WORK TO DO. Copy out exactly each line from the line with "the bird's foot" through the last line of the material below.

***

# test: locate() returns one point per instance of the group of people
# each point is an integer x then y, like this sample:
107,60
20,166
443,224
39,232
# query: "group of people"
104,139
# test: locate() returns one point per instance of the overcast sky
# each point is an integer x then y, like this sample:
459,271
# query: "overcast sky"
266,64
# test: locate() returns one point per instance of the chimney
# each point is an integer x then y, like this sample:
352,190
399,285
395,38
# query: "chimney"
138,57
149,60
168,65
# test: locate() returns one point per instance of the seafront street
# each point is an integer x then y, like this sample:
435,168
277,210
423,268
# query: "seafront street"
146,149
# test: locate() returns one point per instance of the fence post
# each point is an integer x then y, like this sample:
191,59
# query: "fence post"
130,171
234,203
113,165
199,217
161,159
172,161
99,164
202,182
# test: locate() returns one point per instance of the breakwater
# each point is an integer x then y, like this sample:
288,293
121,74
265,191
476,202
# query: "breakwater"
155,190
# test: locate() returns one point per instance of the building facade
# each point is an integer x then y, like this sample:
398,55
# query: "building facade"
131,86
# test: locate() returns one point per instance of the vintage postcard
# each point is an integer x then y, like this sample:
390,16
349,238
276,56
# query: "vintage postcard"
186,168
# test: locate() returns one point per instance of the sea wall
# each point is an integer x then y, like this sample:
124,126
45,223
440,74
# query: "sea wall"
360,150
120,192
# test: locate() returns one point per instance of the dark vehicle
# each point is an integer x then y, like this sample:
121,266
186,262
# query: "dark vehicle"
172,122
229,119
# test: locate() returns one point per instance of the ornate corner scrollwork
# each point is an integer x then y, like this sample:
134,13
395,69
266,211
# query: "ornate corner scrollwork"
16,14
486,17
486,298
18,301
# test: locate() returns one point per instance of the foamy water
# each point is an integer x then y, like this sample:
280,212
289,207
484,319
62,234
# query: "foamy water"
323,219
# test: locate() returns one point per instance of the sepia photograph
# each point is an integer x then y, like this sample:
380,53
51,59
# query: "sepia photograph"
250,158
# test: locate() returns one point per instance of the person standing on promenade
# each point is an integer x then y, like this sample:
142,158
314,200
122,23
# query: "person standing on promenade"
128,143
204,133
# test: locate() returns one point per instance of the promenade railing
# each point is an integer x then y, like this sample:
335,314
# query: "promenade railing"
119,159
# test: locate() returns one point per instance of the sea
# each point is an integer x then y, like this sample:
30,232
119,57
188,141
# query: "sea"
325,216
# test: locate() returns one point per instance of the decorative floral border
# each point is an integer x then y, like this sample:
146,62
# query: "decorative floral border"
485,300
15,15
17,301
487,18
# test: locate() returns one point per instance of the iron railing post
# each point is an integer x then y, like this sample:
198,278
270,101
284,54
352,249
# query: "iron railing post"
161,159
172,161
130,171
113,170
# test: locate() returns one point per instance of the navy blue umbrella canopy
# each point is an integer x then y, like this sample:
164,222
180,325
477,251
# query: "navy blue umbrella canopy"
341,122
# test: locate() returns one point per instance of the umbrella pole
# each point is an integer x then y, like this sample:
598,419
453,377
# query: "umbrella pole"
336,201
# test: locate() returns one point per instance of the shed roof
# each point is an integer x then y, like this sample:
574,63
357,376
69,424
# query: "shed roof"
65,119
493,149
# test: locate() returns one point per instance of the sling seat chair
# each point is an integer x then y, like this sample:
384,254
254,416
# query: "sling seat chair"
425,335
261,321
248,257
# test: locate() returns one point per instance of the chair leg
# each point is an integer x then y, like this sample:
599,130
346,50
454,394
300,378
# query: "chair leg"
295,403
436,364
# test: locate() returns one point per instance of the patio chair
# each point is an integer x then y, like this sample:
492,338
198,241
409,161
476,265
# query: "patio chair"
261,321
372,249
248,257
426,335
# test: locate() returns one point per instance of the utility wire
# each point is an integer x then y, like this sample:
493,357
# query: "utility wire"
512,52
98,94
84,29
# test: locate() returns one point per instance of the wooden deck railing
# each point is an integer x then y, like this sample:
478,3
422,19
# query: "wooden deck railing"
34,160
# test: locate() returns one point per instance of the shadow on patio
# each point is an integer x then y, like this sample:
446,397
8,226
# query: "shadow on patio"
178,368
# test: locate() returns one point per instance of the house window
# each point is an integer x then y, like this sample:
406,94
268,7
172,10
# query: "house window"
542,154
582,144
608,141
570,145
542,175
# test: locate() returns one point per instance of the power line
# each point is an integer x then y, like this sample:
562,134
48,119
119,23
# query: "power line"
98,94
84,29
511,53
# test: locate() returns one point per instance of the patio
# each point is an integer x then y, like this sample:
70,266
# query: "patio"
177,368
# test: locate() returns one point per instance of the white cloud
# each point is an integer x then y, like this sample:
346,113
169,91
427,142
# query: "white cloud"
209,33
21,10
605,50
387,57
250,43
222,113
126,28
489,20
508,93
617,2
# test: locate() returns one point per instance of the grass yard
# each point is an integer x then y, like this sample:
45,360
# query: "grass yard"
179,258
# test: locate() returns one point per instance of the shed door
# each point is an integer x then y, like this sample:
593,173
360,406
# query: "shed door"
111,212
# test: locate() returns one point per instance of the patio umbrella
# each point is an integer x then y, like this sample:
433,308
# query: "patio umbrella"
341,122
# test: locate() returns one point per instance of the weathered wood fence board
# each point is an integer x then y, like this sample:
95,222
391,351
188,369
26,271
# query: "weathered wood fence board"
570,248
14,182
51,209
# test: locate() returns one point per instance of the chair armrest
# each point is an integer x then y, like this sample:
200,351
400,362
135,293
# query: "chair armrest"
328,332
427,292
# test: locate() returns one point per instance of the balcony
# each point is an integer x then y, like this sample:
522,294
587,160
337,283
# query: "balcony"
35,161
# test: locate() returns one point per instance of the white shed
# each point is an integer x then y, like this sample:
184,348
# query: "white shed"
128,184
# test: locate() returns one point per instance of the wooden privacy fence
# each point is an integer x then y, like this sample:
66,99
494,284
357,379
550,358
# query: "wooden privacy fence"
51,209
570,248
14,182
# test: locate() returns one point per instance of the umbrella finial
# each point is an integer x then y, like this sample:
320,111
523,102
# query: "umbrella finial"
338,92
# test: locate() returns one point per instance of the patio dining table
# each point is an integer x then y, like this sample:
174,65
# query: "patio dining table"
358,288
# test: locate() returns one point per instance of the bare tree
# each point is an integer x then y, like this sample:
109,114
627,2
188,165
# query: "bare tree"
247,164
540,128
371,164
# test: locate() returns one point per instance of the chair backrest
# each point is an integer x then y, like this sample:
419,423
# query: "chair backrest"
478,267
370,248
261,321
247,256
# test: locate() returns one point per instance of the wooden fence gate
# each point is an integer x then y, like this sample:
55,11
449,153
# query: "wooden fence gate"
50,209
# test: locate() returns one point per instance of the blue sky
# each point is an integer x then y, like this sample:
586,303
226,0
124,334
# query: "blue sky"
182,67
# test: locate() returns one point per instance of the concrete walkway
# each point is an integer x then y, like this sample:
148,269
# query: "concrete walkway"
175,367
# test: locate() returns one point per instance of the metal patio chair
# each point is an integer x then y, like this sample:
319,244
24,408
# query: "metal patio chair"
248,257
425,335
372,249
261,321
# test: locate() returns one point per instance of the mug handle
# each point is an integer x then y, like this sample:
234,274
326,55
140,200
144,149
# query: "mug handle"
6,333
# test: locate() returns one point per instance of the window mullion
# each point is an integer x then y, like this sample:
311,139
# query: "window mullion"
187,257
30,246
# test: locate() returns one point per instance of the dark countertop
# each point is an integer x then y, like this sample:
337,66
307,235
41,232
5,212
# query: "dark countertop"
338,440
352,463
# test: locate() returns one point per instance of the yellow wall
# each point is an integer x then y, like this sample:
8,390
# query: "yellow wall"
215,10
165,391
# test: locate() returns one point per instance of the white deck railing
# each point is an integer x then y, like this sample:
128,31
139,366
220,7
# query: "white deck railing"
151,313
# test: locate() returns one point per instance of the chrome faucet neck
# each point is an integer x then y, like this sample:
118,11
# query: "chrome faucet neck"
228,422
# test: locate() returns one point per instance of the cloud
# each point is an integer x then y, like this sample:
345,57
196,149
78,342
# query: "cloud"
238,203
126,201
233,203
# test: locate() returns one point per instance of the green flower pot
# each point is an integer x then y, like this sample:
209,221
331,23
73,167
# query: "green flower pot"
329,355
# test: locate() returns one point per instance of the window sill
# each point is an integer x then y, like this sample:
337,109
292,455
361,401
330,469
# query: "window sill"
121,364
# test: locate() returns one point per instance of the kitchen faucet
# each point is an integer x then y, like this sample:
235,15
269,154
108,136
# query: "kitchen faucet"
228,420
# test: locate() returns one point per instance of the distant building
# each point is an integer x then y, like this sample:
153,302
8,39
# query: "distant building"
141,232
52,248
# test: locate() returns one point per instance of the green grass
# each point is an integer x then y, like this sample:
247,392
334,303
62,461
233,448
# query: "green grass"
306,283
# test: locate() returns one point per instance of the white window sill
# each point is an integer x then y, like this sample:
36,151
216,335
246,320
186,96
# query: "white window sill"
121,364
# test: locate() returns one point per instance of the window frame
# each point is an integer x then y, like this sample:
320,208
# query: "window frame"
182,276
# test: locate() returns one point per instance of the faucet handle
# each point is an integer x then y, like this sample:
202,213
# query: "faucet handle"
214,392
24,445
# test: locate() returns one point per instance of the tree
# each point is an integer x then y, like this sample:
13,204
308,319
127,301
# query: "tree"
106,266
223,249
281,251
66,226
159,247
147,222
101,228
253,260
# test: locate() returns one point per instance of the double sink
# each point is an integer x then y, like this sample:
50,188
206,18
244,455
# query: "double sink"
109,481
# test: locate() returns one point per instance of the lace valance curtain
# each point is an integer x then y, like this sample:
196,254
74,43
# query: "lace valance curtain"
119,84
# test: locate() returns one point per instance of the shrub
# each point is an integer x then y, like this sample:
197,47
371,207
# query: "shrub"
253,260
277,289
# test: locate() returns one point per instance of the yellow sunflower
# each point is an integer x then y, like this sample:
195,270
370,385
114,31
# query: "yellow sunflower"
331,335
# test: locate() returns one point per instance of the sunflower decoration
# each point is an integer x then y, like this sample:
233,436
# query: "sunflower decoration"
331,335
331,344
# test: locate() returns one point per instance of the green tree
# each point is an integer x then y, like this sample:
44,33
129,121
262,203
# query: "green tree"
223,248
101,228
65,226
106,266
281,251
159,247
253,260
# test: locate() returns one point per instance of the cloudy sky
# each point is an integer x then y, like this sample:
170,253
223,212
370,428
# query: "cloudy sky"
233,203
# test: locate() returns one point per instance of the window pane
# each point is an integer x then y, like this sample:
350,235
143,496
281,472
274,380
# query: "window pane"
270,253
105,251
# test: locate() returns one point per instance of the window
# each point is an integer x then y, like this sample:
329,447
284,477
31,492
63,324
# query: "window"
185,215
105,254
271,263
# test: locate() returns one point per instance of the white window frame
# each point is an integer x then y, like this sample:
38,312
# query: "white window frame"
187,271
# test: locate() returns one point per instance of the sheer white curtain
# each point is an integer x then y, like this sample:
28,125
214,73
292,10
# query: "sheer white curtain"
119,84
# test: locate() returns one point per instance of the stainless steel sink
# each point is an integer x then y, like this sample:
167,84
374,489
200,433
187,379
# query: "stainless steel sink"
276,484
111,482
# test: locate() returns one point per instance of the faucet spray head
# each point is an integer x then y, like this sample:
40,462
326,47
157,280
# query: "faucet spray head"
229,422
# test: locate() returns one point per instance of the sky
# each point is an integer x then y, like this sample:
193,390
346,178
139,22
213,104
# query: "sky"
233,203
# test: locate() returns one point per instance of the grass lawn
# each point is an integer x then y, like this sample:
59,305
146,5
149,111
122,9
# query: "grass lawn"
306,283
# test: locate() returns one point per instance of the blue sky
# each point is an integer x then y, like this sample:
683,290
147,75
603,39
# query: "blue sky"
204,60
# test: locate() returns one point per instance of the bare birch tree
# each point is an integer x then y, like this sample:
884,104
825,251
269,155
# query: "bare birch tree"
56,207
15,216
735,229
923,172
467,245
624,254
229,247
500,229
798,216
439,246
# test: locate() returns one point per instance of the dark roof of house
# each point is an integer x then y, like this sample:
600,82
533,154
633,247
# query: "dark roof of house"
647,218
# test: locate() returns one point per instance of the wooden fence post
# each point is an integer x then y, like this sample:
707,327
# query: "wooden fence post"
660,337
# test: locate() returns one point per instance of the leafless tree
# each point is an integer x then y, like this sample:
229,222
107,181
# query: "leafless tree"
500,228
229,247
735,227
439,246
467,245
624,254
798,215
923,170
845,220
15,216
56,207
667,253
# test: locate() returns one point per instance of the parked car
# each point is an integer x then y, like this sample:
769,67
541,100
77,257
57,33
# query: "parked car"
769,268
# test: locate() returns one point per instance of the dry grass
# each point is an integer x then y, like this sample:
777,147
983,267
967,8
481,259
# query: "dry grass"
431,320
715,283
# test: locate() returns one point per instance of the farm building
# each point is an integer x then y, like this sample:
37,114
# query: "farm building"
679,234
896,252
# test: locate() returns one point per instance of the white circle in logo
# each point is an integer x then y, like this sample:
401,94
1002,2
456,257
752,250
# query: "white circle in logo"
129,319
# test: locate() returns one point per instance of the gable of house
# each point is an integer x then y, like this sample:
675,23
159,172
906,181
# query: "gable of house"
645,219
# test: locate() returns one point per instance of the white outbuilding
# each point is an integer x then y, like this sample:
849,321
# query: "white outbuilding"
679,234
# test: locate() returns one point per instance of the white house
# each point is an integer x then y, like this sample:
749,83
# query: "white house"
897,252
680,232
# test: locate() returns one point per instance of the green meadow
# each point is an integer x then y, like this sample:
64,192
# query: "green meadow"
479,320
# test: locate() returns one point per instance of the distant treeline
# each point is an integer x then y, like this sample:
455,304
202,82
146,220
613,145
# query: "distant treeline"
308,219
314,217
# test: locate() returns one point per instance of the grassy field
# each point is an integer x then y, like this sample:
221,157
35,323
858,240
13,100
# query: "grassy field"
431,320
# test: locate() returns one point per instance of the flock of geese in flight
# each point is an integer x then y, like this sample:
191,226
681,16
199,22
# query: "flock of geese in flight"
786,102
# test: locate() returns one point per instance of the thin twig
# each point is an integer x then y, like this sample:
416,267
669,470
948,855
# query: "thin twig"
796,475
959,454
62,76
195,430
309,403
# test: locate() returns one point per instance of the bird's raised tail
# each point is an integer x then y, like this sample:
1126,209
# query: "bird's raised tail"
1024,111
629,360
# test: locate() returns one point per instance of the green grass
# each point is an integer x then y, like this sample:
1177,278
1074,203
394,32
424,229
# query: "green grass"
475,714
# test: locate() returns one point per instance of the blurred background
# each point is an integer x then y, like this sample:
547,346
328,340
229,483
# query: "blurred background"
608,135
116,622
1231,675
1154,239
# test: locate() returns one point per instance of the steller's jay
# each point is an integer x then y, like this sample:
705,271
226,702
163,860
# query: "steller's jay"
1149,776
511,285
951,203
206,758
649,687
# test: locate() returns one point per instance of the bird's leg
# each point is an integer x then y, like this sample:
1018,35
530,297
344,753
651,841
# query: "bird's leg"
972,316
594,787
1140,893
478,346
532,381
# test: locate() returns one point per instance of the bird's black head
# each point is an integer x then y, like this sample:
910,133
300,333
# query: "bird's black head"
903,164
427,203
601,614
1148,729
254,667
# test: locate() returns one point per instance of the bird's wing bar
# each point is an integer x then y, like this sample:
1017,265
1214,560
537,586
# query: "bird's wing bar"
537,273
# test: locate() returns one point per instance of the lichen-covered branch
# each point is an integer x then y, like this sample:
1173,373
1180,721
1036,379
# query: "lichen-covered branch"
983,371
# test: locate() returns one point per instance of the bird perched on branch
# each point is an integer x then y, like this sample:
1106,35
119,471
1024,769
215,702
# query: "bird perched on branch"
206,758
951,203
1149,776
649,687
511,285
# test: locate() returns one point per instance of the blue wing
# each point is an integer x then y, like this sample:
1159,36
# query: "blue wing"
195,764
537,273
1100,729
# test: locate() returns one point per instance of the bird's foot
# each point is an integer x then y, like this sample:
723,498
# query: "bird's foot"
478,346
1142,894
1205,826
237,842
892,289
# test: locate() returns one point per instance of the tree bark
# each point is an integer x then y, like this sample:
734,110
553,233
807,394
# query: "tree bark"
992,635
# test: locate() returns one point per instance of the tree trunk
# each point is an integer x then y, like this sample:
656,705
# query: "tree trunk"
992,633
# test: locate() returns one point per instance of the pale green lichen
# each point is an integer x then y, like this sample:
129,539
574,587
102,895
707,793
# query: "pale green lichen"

***

SOLUTION BELOW.
# test: locate() returns one point per instance of the bird's foot
# each point is an integer x then y, like this sample:
723,498
# query: "bird's foot"
478,346
1142,894
1205,826
237,842
892,289
# test: locate() returns one point per instance of the tree bark
# each point is an integer x then y, like this sample:
734,110
553,233
807,394
# query: "tree bark"
992,635
# test: locate() returns one point per instance of the tree trunk
# each point is an integer x then y, like this sample:
656,705
# query: "tree trunk"
992,633
# test: locate() returns one point per instance of the pale green lichen
# each point is an integer x then y, like this sample:
129,539
574,587
102,895
707,793
# query: "pale green lichen"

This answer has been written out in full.